Problem details: Only the lines from the one containing "My project requires locating the tailgate" through the last line below should be written out, exactly and with both ends kept.
-- Dataset records follows --
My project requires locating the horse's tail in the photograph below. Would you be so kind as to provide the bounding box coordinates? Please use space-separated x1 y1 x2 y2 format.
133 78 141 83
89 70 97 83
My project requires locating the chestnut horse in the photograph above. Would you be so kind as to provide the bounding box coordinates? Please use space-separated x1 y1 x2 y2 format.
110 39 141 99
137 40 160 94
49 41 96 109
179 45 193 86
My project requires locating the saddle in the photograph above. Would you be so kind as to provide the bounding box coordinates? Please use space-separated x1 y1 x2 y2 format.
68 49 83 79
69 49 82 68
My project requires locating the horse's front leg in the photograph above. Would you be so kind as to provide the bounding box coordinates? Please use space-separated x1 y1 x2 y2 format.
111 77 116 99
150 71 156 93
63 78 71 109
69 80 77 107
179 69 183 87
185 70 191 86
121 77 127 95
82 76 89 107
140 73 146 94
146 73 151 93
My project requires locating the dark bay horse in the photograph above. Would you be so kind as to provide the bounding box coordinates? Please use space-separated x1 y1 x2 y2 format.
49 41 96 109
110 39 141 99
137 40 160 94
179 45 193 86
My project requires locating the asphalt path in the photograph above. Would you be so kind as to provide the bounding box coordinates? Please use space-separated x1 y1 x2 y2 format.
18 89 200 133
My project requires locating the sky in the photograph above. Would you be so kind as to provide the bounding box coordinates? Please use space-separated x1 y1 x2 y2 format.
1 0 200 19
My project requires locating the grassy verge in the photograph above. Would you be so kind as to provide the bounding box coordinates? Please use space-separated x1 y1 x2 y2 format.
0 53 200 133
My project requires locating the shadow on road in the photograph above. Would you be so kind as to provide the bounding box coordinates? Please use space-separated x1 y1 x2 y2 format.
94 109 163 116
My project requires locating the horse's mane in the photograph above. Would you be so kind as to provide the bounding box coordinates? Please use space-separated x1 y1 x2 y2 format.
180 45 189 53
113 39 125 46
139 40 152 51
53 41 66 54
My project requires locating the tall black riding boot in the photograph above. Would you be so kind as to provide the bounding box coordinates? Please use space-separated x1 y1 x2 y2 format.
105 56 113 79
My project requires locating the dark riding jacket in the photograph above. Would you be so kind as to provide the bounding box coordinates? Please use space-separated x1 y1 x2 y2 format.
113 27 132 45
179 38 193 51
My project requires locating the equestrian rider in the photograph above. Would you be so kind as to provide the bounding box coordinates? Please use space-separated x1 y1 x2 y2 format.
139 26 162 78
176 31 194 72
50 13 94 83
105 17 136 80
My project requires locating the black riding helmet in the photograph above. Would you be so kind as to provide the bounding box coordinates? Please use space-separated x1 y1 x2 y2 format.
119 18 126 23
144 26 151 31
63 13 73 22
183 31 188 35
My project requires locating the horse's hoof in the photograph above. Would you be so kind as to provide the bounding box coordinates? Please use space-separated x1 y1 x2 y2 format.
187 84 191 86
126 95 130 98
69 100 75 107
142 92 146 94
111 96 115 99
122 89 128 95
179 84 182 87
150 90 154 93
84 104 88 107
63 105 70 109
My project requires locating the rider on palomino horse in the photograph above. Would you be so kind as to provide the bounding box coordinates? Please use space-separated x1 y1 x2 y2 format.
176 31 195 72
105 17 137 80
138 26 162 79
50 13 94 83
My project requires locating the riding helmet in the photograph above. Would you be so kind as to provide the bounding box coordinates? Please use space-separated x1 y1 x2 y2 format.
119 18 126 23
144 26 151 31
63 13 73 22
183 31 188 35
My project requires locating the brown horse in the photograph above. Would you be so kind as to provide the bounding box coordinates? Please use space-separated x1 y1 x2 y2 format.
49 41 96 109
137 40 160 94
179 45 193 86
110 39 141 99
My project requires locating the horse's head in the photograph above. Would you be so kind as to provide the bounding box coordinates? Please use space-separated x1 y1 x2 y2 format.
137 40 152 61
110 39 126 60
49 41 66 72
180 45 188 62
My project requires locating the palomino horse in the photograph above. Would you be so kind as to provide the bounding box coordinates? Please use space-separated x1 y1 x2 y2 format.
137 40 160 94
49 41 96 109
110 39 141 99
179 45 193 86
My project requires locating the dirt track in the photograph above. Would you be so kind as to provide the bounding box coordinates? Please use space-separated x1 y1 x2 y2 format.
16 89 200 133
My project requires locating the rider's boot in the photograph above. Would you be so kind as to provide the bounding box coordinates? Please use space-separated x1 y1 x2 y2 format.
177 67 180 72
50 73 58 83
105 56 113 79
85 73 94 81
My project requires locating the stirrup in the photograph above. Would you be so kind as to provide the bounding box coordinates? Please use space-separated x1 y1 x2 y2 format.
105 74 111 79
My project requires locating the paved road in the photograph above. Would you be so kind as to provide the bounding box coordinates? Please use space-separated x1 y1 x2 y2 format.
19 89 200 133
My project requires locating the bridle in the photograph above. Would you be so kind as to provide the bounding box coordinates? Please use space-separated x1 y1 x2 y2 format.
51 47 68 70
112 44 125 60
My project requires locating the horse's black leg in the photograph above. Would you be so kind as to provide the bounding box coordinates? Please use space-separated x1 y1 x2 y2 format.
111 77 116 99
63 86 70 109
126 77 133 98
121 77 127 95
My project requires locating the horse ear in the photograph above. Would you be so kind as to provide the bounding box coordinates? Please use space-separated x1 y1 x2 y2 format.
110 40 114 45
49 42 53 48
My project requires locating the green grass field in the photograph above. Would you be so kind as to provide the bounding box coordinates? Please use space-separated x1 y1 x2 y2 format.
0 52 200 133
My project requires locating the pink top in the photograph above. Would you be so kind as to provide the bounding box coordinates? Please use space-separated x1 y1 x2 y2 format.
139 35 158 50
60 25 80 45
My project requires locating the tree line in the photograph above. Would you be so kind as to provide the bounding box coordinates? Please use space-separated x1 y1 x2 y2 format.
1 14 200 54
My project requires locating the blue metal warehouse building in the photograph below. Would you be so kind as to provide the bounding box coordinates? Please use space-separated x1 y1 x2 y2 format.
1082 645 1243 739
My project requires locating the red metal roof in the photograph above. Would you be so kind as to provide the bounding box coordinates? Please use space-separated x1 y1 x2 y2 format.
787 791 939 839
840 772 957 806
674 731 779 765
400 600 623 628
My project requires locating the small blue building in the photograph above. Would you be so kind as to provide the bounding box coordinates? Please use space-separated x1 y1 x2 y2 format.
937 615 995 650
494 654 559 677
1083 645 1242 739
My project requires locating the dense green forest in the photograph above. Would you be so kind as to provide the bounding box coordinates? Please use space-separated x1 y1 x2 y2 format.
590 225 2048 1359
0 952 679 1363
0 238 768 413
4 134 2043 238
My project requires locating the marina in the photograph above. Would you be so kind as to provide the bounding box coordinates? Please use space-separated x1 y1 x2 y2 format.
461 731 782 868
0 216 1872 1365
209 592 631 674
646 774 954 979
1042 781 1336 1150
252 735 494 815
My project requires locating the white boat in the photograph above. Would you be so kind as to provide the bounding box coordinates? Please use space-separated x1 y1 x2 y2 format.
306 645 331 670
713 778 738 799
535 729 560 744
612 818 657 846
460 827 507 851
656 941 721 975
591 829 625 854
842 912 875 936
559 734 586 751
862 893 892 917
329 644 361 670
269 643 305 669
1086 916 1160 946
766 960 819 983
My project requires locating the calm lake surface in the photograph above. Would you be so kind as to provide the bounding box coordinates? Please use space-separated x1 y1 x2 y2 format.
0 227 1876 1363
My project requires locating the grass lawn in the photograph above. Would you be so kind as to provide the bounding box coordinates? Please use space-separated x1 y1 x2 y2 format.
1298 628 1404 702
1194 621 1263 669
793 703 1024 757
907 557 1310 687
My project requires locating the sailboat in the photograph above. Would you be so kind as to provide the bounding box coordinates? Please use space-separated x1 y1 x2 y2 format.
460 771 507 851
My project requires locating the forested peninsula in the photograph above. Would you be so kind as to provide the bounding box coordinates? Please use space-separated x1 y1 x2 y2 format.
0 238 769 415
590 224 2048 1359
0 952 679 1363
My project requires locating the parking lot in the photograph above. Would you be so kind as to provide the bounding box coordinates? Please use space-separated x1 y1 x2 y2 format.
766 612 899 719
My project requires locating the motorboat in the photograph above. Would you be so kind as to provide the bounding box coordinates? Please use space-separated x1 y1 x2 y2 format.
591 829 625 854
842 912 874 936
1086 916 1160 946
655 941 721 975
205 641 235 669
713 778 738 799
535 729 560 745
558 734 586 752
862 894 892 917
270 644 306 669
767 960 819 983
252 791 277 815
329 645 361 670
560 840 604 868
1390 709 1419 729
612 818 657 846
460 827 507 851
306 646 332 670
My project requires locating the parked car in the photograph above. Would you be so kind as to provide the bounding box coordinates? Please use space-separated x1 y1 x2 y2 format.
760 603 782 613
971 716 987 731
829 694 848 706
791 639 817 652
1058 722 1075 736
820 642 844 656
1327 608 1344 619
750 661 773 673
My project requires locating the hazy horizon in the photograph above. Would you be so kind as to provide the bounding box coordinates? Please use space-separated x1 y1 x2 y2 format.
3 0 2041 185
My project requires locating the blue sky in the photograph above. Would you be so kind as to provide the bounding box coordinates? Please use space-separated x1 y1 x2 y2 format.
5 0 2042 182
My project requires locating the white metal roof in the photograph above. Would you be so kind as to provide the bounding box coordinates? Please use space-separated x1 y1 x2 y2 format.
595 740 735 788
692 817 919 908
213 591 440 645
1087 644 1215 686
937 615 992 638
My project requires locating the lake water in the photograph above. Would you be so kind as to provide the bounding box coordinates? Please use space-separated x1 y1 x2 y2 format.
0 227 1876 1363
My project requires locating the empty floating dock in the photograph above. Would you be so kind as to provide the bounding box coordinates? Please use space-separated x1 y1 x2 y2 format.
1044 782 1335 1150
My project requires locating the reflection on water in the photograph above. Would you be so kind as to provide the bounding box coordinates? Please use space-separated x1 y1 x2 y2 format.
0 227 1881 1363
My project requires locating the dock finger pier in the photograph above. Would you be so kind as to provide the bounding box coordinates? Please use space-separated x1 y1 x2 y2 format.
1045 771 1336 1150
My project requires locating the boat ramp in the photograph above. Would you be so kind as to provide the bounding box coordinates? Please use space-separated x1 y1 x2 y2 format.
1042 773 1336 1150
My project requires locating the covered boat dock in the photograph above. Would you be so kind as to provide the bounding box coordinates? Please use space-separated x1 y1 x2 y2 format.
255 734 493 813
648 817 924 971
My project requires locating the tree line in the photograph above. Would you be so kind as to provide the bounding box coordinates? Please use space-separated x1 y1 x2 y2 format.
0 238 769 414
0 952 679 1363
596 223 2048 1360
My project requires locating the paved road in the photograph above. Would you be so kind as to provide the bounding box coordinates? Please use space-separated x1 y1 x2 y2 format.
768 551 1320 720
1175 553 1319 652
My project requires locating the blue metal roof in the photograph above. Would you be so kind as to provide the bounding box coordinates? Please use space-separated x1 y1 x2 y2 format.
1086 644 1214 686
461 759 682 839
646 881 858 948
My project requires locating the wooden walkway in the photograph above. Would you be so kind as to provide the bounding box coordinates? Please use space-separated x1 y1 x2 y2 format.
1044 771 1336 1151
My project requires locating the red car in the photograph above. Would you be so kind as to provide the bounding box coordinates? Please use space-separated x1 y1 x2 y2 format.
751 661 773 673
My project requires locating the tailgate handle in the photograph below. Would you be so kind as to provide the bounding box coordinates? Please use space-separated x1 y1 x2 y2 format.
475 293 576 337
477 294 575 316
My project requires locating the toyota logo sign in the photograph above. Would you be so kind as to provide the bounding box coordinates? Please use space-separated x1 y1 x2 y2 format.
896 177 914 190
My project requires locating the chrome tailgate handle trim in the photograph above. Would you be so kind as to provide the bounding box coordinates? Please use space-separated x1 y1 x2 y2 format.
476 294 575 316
-- Dataset records concluded --
Exercise result:
My project requires locating the tailgate handle in the photograph below. Would you be so kind as to provide the bounding box coordinates? Please use space-separated x1 y1 x2 y2 format.
475 293 576 337
477 294 575 316
My project requires locating the toyota logo sign in the photograph above. Would you be so kind as to provide the bounding box coordinates? Please use space-separated x1 y1 x2 y2 format.
896 177 914 190
My project requires locating the chrome tailgate handle trim in the photograph above. Would you be so kind as to provide the bounding box coordinates? Please use space-separated x1 y1 x2 y2 format.
476 294 575 316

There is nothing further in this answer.